# Recorded information
* * *

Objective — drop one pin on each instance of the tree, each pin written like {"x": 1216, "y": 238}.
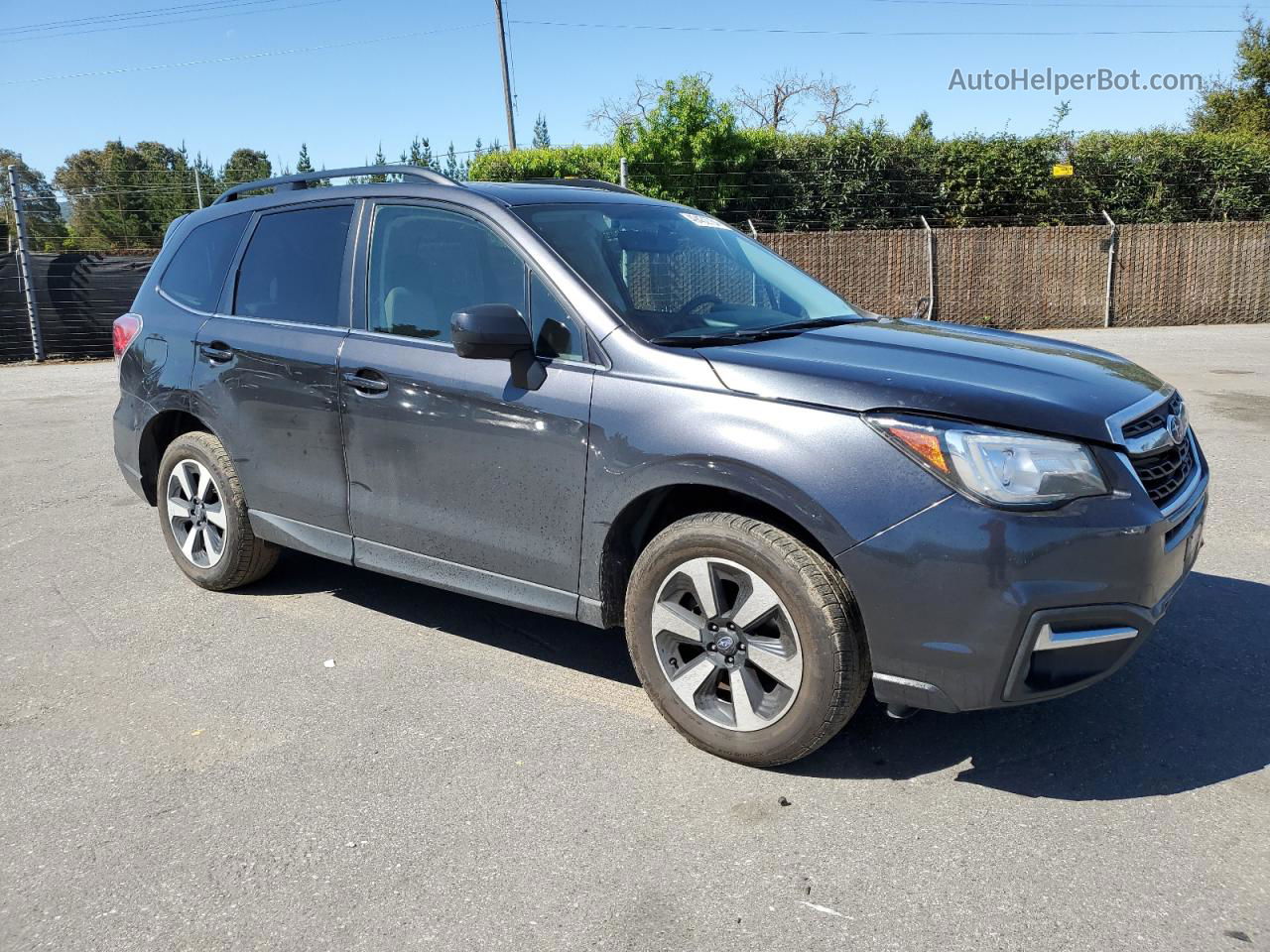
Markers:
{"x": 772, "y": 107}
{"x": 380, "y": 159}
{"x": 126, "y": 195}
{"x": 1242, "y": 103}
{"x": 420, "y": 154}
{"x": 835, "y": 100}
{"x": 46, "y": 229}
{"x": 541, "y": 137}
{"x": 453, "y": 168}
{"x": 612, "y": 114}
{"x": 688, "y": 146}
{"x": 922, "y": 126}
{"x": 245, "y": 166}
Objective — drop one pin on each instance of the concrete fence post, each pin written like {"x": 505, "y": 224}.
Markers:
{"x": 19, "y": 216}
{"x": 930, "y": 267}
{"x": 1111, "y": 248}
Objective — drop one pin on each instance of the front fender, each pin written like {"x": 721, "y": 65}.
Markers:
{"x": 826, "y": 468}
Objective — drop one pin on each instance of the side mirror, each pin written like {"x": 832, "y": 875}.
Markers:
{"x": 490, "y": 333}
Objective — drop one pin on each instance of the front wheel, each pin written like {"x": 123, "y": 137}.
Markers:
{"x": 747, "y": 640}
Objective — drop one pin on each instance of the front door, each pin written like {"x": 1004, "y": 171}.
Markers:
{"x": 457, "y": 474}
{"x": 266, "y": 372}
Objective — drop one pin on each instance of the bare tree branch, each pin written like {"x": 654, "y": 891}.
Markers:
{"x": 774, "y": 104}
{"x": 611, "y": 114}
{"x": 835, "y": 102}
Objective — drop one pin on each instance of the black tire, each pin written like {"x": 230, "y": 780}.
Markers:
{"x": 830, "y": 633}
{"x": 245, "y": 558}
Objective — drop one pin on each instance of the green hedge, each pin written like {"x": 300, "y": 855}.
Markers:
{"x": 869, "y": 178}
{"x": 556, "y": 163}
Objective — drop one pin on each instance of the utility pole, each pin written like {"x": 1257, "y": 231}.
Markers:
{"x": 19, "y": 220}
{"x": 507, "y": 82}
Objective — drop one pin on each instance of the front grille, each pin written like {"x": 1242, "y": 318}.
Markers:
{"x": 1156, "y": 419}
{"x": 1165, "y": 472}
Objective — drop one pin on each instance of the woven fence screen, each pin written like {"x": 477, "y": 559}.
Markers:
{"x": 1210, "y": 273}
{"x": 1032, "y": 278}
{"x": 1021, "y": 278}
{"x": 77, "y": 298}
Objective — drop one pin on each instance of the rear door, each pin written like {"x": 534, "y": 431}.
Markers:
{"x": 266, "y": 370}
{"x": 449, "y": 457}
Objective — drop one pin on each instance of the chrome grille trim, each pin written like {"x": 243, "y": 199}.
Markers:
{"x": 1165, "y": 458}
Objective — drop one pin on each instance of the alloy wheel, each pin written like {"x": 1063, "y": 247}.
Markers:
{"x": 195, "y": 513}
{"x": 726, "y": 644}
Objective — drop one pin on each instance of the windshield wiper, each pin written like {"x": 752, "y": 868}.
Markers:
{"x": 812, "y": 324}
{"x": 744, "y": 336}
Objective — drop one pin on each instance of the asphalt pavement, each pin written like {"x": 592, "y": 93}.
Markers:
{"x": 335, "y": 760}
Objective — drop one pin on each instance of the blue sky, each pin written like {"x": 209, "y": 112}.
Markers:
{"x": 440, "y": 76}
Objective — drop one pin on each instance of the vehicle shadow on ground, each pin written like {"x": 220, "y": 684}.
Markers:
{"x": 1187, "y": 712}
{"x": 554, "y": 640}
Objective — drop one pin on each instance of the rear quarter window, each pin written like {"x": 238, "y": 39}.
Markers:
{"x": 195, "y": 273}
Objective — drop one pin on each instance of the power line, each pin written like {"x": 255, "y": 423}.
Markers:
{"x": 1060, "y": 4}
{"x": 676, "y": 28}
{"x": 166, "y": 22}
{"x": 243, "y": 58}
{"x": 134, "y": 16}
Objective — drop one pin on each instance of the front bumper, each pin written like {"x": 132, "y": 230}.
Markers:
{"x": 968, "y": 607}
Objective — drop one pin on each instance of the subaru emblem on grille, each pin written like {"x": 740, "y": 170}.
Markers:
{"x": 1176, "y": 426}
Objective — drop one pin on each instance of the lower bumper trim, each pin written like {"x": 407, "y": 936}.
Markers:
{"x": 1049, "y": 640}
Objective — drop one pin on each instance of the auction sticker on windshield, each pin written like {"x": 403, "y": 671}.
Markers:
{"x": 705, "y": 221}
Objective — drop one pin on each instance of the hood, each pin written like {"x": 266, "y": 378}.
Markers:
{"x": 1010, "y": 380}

* * *

Every line of the records that includes the word "trim" should be gathered.

Objective — drop one pin on each instance of the chrome grille trim, each pin written like {"x": 243, "y": 199}.
Objective — drop one pin on each instance of the lower bumper trim, each pin written like {"x": 407, "y": 936}.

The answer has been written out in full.